*YOUR GOAL:* Report every line in the entries below that contains the word "flower", copying each such line in full.

--- start of SUPPLIED MATERIAL ---

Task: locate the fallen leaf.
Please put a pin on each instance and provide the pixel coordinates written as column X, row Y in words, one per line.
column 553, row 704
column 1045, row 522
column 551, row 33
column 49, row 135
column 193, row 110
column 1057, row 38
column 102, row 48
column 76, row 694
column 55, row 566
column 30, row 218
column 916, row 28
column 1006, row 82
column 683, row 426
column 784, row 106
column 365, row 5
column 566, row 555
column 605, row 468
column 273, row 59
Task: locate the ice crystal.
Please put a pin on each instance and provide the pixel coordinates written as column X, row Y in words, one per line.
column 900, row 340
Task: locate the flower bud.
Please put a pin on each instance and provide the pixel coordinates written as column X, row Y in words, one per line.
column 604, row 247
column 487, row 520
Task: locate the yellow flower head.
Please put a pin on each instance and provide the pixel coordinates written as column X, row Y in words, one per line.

--- end of SUPPLIED MATERIAL ---
--- start of SUPPLIED MATERIAL ---

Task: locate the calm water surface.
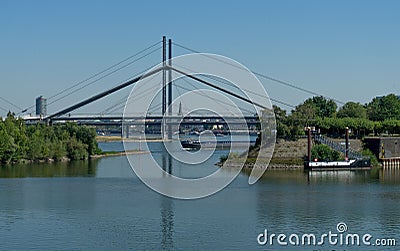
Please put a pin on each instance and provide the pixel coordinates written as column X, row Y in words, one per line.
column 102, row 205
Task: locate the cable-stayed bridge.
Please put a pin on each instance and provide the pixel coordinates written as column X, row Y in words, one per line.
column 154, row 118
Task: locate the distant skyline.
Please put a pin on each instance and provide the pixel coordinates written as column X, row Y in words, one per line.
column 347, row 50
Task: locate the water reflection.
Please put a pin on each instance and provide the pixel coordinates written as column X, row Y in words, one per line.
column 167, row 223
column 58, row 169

--- end of SUPPLIED MATERIAL ---

*WRITTEN RESPONSE:*
Task: locate the flower bud.
Task: locate the yellow flower head.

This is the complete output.